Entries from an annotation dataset
****************************************
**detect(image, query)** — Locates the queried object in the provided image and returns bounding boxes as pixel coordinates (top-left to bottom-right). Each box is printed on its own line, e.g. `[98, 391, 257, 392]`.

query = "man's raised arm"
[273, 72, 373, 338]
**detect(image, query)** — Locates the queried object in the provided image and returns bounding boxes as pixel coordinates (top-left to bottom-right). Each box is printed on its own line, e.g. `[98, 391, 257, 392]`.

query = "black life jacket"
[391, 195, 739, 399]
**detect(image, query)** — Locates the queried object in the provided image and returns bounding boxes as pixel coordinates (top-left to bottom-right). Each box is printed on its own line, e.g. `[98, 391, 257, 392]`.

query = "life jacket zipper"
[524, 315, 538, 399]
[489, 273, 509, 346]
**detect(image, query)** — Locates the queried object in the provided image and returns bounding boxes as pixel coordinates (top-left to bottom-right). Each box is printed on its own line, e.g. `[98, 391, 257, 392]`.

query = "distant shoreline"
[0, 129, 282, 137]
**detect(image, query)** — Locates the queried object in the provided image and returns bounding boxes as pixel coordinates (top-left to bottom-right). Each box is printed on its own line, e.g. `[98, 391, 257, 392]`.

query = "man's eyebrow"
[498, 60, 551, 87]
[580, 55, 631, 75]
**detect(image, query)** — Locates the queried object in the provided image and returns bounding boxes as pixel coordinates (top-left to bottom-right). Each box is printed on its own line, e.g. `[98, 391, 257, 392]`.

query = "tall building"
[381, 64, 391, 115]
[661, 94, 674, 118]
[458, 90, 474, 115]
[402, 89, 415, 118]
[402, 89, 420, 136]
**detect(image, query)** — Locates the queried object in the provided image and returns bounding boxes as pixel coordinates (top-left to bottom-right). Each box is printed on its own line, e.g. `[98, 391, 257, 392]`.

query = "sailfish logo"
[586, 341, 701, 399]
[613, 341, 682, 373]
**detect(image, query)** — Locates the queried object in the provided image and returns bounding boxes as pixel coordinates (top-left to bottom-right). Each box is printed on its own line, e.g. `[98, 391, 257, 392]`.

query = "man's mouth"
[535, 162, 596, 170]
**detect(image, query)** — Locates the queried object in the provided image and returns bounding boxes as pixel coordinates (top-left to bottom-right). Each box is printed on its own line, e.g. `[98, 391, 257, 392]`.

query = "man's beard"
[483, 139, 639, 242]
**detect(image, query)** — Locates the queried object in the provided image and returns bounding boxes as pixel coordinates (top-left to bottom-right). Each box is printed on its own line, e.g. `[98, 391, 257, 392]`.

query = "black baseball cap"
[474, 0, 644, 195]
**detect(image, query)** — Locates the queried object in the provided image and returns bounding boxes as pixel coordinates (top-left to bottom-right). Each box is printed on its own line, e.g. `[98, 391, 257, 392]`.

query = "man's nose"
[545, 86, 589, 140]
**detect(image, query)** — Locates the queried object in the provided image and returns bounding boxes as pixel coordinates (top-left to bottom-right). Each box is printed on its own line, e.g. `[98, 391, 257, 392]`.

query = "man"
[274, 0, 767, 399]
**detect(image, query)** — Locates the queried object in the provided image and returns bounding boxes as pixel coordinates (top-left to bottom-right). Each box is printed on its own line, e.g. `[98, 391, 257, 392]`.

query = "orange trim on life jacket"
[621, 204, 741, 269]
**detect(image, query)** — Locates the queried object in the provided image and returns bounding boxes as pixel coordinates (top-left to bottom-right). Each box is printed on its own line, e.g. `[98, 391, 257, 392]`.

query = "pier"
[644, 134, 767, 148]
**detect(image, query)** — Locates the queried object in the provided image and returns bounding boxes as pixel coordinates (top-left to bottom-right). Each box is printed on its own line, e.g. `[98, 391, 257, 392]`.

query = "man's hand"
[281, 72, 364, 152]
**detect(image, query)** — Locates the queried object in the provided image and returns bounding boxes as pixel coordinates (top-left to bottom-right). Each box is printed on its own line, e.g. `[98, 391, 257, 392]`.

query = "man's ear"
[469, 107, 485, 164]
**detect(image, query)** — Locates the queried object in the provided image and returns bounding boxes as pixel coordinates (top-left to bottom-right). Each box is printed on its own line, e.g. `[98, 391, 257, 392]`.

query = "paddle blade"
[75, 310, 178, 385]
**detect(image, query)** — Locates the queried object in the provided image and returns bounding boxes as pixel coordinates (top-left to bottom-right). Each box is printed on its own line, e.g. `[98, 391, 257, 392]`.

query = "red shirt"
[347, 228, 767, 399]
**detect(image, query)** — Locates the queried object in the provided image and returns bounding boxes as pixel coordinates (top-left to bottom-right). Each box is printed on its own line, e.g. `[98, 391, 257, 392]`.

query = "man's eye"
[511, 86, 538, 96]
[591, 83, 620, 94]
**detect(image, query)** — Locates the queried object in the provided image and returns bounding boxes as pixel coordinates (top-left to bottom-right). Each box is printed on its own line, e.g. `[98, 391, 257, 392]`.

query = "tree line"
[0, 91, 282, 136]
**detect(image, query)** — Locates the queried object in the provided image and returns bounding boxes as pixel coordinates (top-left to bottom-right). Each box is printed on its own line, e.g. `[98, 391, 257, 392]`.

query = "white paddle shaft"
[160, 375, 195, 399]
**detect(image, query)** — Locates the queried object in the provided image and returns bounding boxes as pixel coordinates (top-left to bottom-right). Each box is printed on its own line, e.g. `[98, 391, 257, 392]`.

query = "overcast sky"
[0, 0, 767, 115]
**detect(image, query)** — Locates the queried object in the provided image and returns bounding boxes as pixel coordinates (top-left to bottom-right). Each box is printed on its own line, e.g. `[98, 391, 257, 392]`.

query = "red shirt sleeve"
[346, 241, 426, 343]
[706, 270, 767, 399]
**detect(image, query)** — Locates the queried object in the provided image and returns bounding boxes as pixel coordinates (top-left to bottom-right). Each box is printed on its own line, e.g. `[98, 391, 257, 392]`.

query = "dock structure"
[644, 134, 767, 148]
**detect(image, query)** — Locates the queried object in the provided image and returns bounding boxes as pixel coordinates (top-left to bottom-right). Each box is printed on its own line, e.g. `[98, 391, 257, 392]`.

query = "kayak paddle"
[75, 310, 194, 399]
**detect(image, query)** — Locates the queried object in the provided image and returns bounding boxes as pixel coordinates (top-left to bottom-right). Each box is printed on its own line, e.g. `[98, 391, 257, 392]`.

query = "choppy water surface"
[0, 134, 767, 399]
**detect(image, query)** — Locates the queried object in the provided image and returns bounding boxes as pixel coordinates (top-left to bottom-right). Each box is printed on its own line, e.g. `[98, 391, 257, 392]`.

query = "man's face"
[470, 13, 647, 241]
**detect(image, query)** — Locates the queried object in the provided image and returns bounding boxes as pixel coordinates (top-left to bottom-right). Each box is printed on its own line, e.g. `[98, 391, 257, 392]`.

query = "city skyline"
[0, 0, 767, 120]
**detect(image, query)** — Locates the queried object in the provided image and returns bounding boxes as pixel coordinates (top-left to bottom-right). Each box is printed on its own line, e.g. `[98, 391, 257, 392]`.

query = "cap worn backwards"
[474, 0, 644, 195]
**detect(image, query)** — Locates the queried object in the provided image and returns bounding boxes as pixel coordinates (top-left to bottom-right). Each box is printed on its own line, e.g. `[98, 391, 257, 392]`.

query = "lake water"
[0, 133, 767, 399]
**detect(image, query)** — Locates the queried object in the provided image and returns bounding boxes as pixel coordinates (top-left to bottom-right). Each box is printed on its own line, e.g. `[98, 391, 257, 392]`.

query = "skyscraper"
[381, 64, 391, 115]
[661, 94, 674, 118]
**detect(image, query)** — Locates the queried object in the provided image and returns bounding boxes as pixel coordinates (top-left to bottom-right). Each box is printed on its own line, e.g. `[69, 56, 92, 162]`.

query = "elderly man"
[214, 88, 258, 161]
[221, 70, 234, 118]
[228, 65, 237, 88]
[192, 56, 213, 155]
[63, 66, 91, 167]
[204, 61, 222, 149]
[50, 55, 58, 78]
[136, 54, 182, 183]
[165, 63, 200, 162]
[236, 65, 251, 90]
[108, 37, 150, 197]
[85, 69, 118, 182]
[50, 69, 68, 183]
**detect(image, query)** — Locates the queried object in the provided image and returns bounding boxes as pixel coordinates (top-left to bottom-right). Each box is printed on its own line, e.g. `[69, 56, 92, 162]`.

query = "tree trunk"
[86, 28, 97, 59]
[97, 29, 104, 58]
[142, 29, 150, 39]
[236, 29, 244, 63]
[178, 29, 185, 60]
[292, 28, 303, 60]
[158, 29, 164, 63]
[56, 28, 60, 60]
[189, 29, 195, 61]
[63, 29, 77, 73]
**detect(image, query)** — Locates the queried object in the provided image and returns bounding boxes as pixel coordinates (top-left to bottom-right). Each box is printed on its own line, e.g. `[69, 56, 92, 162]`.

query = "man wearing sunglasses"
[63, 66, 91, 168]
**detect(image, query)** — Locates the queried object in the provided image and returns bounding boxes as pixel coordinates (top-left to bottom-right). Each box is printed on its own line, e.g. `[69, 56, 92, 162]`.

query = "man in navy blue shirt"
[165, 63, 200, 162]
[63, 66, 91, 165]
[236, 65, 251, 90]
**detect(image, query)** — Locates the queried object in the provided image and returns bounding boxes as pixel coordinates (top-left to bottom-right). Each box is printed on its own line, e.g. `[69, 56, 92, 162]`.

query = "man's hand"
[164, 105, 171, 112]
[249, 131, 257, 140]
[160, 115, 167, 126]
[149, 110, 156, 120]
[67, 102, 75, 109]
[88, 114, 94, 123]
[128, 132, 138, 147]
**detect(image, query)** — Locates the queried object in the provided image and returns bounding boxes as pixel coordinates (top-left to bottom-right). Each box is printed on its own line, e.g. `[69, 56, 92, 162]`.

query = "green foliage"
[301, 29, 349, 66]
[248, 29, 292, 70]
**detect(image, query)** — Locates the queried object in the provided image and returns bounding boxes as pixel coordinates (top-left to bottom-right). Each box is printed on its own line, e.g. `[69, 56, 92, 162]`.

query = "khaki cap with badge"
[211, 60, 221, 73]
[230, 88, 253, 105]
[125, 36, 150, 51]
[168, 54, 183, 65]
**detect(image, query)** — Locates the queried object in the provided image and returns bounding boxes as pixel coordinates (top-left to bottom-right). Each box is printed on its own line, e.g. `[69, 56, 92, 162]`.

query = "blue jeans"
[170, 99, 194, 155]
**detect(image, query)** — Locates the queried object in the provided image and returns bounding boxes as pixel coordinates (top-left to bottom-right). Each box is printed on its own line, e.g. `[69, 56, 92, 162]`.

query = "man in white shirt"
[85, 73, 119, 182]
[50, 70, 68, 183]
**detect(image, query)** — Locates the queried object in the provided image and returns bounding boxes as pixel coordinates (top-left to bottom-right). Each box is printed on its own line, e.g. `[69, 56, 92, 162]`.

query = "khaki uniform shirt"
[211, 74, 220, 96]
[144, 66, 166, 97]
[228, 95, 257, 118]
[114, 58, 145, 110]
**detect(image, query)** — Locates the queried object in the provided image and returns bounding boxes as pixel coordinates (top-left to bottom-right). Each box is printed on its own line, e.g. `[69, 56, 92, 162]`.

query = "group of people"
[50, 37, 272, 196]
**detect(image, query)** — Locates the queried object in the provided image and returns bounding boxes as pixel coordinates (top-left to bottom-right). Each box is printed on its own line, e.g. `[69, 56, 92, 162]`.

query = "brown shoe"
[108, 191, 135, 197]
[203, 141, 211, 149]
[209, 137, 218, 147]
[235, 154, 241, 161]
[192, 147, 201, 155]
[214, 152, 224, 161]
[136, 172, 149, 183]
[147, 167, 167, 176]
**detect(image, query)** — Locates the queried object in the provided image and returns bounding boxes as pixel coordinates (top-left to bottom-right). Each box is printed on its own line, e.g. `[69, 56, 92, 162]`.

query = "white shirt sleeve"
****************************************
EXERCISE DESCRIPTION
Quote word for word every line from the beginning of the items up to and including the line that holds "[273, 72, 373, 338]".

WRITTEN RESPONSE
**detect(image, query)** — Locates the queried object in the provided image and returns bounding boxes as pixel coordinates (top-left to bottom-right). Each box is printed on its own line, e.g. `[98, 391, 257, 392]`.

query = "man's raised arm"
[273, 72, 373, 338]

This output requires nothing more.